» Problem to solve
Each entry below is to be duplicated verbatim.

» Provided material
____
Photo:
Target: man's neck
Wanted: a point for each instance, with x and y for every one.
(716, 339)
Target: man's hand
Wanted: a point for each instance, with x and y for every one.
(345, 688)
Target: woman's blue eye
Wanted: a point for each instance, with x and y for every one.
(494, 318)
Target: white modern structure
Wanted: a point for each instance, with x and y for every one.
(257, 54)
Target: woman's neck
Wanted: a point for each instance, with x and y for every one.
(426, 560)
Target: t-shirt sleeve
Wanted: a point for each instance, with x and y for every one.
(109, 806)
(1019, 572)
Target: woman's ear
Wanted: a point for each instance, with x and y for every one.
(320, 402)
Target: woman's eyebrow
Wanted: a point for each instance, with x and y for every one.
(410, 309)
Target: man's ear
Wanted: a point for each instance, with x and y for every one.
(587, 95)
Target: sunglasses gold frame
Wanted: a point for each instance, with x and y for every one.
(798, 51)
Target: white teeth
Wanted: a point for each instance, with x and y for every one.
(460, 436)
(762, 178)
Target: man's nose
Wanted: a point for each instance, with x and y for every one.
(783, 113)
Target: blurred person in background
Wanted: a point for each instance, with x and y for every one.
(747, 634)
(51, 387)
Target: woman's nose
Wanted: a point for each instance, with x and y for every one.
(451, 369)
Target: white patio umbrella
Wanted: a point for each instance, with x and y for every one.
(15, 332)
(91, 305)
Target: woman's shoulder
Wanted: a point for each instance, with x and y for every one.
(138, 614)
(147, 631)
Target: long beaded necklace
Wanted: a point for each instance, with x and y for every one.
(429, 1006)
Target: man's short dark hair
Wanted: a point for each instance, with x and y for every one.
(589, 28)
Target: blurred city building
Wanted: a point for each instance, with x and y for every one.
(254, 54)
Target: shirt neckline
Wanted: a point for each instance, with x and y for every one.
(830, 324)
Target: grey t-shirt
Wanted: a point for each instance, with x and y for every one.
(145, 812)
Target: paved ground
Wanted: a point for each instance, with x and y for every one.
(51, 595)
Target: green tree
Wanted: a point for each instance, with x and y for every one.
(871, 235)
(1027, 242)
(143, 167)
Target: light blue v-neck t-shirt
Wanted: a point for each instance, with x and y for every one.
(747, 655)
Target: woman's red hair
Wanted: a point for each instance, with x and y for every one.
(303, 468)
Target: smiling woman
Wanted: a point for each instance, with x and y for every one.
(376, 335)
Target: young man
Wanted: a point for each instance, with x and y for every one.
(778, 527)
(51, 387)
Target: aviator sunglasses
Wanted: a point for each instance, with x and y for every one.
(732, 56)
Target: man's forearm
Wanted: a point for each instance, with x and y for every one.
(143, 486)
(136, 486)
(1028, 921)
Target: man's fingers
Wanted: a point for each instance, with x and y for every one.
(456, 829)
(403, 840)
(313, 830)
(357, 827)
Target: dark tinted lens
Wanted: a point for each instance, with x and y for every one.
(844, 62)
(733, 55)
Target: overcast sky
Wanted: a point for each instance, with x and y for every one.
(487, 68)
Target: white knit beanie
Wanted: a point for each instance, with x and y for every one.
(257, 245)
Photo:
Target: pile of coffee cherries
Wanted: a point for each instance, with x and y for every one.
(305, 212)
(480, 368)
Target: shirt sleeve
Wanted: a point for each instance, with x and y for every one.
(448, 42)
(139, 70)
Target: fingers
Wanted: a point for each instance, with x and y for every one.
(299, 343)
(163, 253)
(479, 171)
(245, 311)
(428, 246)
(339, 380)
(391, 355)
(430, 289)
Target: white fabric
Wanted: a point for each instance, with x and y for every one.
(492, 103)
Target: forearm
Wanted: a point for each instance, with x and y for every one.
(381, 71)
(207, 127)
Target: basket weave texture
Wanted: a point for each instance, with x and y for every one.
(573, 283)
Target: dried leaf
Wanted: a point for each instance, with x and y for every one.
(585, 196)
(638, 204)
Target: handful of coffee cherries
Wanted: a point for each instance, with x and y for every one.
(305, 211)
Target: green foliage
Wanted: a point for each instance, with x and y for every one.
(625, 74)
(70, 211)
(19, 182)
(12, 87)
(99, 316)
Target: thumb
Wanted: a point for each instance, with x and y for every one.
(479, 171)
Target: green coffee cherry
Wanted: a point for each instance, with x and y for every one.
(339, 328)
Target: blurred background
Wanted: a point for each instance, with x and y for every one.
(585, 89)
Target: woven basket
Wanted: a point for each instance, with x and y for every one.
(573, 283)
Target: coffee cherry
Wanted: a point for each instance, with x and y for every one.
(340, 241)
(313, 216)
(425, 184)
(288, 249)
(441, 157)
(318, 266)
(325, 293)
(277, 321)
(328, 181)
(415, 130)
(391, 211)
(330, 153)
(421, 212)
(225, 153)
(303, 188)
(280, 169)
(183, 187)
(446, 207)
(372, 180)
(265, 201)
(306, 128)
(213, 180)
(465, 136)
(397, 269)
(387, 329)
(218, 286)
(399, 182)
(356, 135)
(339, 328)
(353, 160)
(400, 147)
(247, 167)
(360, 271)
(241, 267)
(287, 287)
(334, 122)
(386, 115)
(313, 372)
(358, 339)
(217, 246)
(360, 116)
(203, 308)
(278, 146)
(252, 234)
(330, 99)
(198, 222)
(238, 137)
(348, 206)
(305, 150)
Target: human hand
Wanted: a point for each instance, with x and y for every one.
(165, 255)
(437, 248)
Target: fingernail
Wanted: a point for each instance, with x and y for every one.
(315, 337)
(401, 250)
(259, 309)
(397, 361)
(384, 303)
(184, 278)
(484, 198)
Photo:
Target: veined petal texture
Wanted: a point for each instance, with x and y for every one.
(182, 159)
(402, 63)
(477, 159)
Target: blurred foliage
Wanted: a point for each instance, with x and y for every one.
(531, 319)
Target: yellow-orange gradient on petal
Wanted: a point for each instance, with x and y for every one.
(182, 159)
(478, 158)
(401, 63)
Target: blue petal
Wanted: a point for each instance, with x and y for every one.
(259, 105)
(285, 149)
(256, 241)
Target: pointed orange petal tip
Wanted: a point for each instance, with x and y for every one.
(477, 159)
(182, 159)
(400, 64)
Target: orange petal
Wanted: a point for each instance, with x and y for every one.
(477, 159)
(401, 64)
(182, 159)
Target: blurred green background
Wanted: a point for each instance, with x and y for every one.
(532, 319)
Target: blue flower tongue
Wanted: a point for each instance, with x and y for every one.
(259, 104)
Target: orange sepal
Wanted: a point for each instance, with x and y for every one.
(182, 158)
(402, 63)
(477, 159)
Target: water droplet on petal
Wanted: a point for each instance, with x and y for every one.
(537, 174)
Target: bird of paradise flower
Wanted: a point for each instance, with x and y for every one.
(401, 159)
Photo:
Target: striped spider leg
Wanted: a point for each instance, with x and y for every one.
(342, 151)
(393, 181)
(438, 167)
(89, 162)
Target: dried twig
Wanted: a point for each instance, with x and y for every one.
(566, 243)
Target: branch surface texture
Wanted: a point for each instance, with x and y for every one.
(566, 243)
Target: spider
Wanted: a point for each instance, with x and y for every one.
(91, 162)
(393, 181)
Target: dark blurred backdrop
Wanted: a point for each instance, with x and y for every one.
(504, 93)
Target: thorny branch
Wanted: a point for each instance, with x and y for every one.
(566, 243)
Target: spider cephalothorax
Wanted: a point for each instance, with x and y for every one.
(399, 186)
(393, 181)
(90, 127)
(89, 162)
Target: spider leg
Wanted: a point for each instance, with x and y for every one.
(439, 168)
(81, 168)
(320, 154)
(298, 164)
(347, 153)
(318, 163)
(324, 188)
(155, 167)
____
» Response to the task
Photo:
Target: man's neck
Wanted: a point for each instance, with x and y for every one.
(716, 339)
Target: man's hand
Wanted: a point for each instance, with x and y for every one.
(345, 688)
Target: woman's blue eye
Wanted: a point for each instance, with x and y for every one.
(494, 318)
Target: white modern structure
Wanted: a point for each instance, with x and y for every one.
(257, 54)
Target: woman's neck
Wanted: a point for each instance, with x and y for every one.
(426, 560)
Target: t-shirt sleeve
Wanted: a point for each instance, with x and y for every one.
(109, 806)
(1019, 572)
Target: woman's ear
Wanted: a point for each instance, with x and y for every one.
(320, 402)
Target: woman's eyebrow
Wanted: a point for each instance, with x and y for every one.
(410, 309)
Target: man's ear
Wanted: a point for each instance, with x and y for every one.
(587, 95)
Target: sunglasses gold frame
Wanted: a point for each instance, with x and y for every one.
(798, 51)
Target: white teeth
Wanted: a point for each instance, with x and y for every one.
(460, 436)
(762, 178)
Target: man's nose
Wanted: a point for each instance, with x and y for every one.
(783, 113)
Target: blurred person in background
Wanted: a point for each instance, with x and y for every one.
(747, 634)
(51, 387)
Target: woman's nose
Wanted: a point for each instance, with x and y for every one.
(451, 369)
Target: white patio umbrella
Wanted: a point for each instance, with x and y for every one.
(15, 332)
(91, 305)
Target: woman's shoulder
Wanted: a point for each instance, with x and y for every one.
(138, 614)
(147, 631)
Target: long beaded necklace
Wanted: a point for each instance, with x and y for every one.
(429, 1006)
Target: man's short dark hair
Wanted: a point for each instance, with x and y for every one.
(589, 28)
Target: blurred city building
Wanted: a point for each instance, with x and y for every one.
(254, 54)
Target: shirt neckline
Wanted: a point for each instance, with x and y for every one.
(830, 324)
Target: grey t-shirt
Wanted: a point for each instance, with x and y for every one.
(145, 812)
Target: paved ground
Wanted: a point for each instance, with x and y for every one.
(51, 595)
Target: green tree
Wanted: a point for each instance, with x and y for every one.
(871, 235)
(1027, 242)
(143, 167)
Target: light blue v-neck t-shirt
Wanted: a point for each instance, with x and y for every one.
(747, 655)
Target: woman's red hair
Wanted: a point for each instance, with x and y for every one.
(303, 468)
Target: smiling woman
Wanted: a point for each instance, with x and y for every one.
(376, 335)
Target: young man
Wanted: a point for each instance, with x and y for every one.
(778, 527)
(51, 387)
Target: aviator sunglasses
Wanted: a point for each instance, with x and y for every one.
(732, 56)
Target: man's forearm
Wanted: a point for each instance, with x and y for every one.
(143, 486)
(136, 486)
(1028, 921)
Target: man's fingers
Wanted: a point for each instance, with x and y for every one.
(456, 829)
(403, 840)
(313, 830)
(357, 827)
Target: dark tinted lens
Wanted: a point for each instance, with x and y for every one.
(844, 62)
(733, 55)
Target: overcast sky
Wanted: a point for each instance, with x and y for every one.
(487, 68)
Target: white knit beanie
Wanted: a point for each instance, with x and y for every one.
(257, 245)
Photo:
Target: pile of coffee cherries
Wanted: a point for each instance, with x and y for every one.
(305, 212)
(480, 368)
Target: shirt sleeve
Wanted: a point for each instance, with x and y for every one.
(448, 42)
(139, 70)
Target: fingers
Wanted: a point for each instance, with x and y for every one.
(299, 343)
(163, 253)
(479, 171)
(245, 311)
(428, 246)
(339, 380)
(391, 355)
(430, 289)
Target: white fabric
Wanted: a point for each instance, with x and y for every one.
(492, 103)
Target: forearm
Wanted: a point for each instance, with x and y for every one.
(381, 71)
(207, 127)
Target: basket weave texture
Wanted: a point for each instance, with x and y for every one.
(573, 283)
Target: dried leaf
Wanted: a point for each instance, with x and y for every one.
(585, 196)
(638, 204)
Target: handful of coffee cherries
Wanted: a point for each instance, with x and y for every one.
(305, 211)
Target: green foliage
Wanted: a point for each instance, with x and y for every one.
(625, 74)
(70, 211)
(19, 182)
(12, 87)
(99, 316)
Target: thumb
Wanted: a point for each instance, with x and y for every one.
(479, 171)
Target: green coffee cherry
Wanted: a point for each instance, with x and y for every one.
(339, 328)
Target: blurred background
Wanted: a point for each instance, with x and y for every one.
(585, 89)
Target: woven basket
Wanted: a point for each instance, with x and y for every one.
(573, 283)
Target: coffee cherry
Wanted: a point for each instance, with x and y for every one.
(340, 241)
(313, 216)
(425, 184)
(288, 249)
(441, 157)
(318, 266)
(325, 293)
(277, 321)
(328, 181)
(415, 130)
(391, 211)
(330, 153)
(421, 212)
(225, 153)
(303, 188)
(280, 169)
(183, 187)
(446, 207)
(372, 180)
(265, 201)
(306, 128)
(213, 180)
(465, 136)
(397, 269)
(387, 329)
(218, 286)
(399, 182)
(356, 135)
(339, 328)
(353, 160)
(400, 147)
(247, 167)
(360, 271)
(241, 267)
(287, 287)
(334, 122)
(386, 115)
(313, 372)
(358, 339)
(217, 246)
(360, 116)
(203, 308)
(278, 146)
(252, 234)
(330, 99)
(198, 222)
(238, 137)
(348, 206)
(305, 150)
Target: human hand
Wanted: a point for each instance, with x and y for every one.
(165, 255)
(437, 248)
Target: fingernail
Wanted: a point for each instance, with x and y for every one.
(315, 337)
(401, 250)
(259, 309)
(397, 361)
(384, 303)
(184, 278)
(484, 198)
Photo:
Target: veined petal texture
Wanted: a point for each instance, with x and y for every one.
(182, 159)
(402, 63)
(477, 159)
Target: blurred foliage
Wanted: a point for each instance, with x and y for every one.
(531, 319)
Target: yellow-orange gradient on petal
Wanted: a point for each instance, with x and y for every one.
(182, 159)
(478, 158)
(401, 63)
Target: blue petal
Wanted: a point for each instance, with x and y for every one.
(259, 105)
(285, 149)
(256, 241)
Target: pointed orange petal tip
Wanted: a point for each instance, with x and y for every one.
(477, 159)
(182, 159)
(400, 64)
Target: orange petal
Wanted: a point for each instance, with x and y for every one.
(477, 159)
(401, 64)
(182, 159)
Target: blurred green background
Wanted: a point for each instance, with x and y for every one.
(532, 319)
Target: blue flower tongue
Wanted: a point for each instance, with x and y for every one.
(259, 104)
Target: orange sepal
Wanted: a point for each instance, with x and y for every one.
(182, 158)
(402, 63)
(477, 159)
Target: water droplet on petal
Wanted: a point for each instance, with x and y for every one.
(537, 174)
Target: bird of paradise flower
Wanted: a point for each instance, with x and y for every one.
(401, 159)
Photo:
Target: striped spider leg
Wanted: a point for each instance, with x and y for every one.
(342, 151)
(393, 181)
(438, 167)
(89, 162)
Target: dried twig
Wanted: a point for each instance, with x and y for every one.
(566, 243)
Target: branch surface texture
Wanted: a point for each instance, with x and y for every one.
(566, 243)
Target: spider
Wanted: a point for each instance, with x and y for every one.
(91, 162)
(393, 181)
Target: dark blurred backdrop
Wanted: a point for each instance, with x and y for every one.
(504, 93)
Target: thorny branch
Wanted: a point for each instance, with x and y for every one.
(566, 243)
Target: spider cephalothorax
Wanted: a point for each instance, with x and y for every one.
(399, 186)
(393, 181)
(90, 127)
(89, 162)
Target: spider leg
Wanted: a point for each instance, with x and y for every one.
(439, 168)
(81, 168)
(320, 154)
(298, 164)
(347, 153)
(318, 163)
(324, 188)
(155, 167)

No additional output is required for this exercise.